
    • Sample Job Titles
      Titles based on SOC Code: 29-2012
      • Captain
      • Charter Pilot
      • Check Airman
      • Chief Pilot
      • Commercial Pilot
      • EMS Helicopter Pilot (Emergency Medical Service Helicopter Pilot)
      • First Officer
      • Helicopter Pilot
      • Line Pilot
      • Pilot
    • Salaries
      Wages & Employment Trends based on SOC Code: 53-2012
      Median wages (2018) $82,240 annual
      State wages Local Salary Info
      Employment (2016) 41,000 employees
      Projected growth (2016-2026) Slower than average (2% to 4%) Slower than average (2% to 4%)
      Projected job openings (2016-2026) 4,000
      State trends Employment Trends
      Top industries (2016)
    • Required Courses
      AERO 100 Primary Pilot Ground School

      Aerodynamics, aircraft performance, Federal Aviation Regulations, aviation weather factors, and cross-country navigation procedures; provides introductory material on radio navigation, aeromedical factors, and radio communications procedures. Meets the preparation requirements for the FAA Private Pilot knowledge examination and FAA Air Traffic Control Basics.

      AERO 102 Aviation Weather

      Weather elements, atmosphere, weather mechanics, weather disturbances, weather analysis and forecasts. Evaluation of aviation weather reports and forecasts.

      AERO 104 Federal Aviation Regulations

      Federal Aviation Regulations (FAR), pertaining to pilot certification, aircraft maintenance, and general operating rules. Air traffic control practices and procedures and reporting of aircraft accidents.

      AERO 150 Commercial Pilot Ground School

      Federal Aviation Administration (FAA) Commercial Pilot certification requirements, including aerodynamics, commercial pilot maneuvers, complex aircraft operations, multi-engine aircraft operations, aircraft weight and balance, aircraft performance charts, and radio navigation using advanced instrumentation. Prepares students for completion of the FAA Commercial Pilot Computerized Knowledge Examination.

      AERO 152 Air Transportation

      Survey course of the air transportation industry. Topics include an introduction to air transportation, structure and economics of the airlines, general aviation operations, and aviation career planning.

      AERO 200 Aviation Safety & Human Factors

      Evaluation and analysis of factors leading to aircraft accidents as it relates to the environment of the pilot and air traffic controller.

      AERO 202 Aircraft & Engines

      Formerly AERO 28. Aircraft design, subsystems, repair and maintenance. Principles of internal combustion engines, fuel system, engine construction and design, lubrication and cooling methods, ignition system, basic troubleshooting. Turbine engine basic design and operational characteristics.

      AERO 250 Navigation

      Formerly AERO 24. Dead reckoning navigation procedures. Aeronautical computers and their application in cross-country flying. Use of radio navigation aids, flight planning, flight directors, global positioning system, and electronic flight instrumentation systems.

      AERO 252 Instrument Ground School

      Instrument Flight Rules (IFR), Air Traffic Control communications and procedures, air navigation radio aids, instrument landing systems, flight instruments, aircraft performance, aeronautical publications, instrument approach procedures, IFR cross-country navigation, and instrument weather. Meets the preparation requirements for the FAA Instrument Pilot computerized knowledge exam.

      Recommended Electives
      AIRT 151 Aircraft Recognition & Performance

      Formerly AIRT 41. Designed for students who want to become air traffic controllers for the Federal Aviation Administration (FAA). Students will learn to recognize the distinctive features of aircraft, identify types of aircraft, classify aircraft as to FAA category and class, and analyze aircraft for performance characteristics required for air traffic control separation. Commercial Pilot majors are encouraged to take the class as an elective course.

    • How Long Will it Take to Earn the Degree?

      The Degree can be achieved in 2 years!

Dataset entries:
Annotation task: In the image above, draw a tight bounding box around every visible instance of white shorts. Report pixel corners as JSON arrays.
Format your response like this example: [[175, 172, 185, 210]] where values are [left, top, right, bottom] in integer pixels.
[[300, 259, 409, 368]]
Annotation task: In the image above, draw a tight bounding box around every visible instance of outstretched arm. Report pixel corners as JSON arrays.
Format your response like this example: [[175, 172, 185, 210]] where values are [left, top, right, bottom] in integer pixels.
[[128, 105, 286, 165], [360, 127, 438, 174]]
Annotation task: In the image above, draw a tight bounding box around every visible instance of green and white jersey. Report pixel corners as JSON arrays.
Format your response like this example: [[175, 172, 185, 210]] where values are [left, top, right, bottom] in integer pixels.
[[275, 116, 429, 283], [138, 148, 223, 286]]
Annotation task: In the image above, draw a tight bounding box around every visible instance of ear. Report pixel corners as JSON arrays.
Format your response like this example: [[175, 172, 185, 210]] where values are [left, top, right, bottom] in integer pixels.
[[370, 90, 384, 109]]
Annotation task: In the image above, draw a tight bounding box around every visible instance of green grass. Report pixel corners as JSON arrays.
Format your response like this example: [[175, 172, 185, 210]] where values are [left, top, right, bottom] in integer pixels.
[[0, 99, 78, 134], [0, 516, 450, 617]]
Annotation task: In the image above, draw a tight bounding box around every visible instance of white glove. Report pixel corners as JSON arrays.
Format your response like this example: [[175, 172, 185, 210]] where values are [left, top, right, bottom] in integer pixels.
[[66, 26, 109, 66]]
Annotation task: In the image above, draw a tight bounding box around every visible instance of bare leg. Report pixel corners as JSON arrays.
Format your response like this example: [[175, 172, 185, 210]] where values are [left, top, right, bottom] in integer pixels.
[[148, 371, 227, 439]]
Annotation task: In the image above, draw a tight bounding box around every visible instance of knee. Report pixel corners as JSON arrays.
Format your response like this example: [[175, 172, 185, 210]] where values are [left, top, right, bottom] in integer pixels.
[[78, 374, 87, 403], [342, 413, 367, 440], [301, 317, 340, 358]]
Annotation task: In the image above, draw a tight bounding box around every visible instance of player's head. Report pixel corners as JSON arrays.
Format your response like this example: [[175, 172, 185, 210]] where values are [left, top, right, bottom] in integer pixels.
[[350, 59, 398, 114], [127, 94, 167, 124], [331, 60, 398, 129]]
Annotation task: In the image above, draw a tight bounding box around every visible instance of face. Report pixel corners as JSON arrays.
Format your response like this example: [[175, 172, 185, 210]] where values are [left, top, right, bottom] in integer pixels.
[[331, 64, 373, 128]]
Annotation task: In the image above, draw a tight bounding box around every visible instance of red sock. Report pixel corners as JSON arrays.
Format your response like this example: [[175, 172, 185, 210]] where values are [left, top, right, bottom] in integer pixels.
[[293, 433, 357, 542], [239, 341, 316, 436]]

Activity list
[a] In the commercial pilot program page, which course prepares students for the FAA Commercial Pilot Computerized Knowledge Examination?
[b] Reproduce, word for word, the stretch of the commercial pilot program page from "AERO 104 Federal" through "Computerized Knowledge Examination.".

Outputs for the tasks
[a] AERO 150 Commercial Pilot Ground School

[b]
AERO 104 Federal Aviation Regulations

      Federal Aviation Regulations (FAR), pertaining to pilot certification, aircraft maintenance, and general operating rules. Air traffic control practices and procedures and reporting of aircraft accidents.

      AERO 150 Commercial Pilot Ground School

      Federal Aviation Administration (FAA) Commercial Pilot certification requirements, including aerodynamics, commercial pilot maneuvers, complex aircraft operations, multi-engine aircraft operations, aircraft weight and balance, aircraft performance charts, and radio navigation using advanced instrumentation. Prepares students for completion of the FAA Commercial Pilot Computerized Knowledge Examination.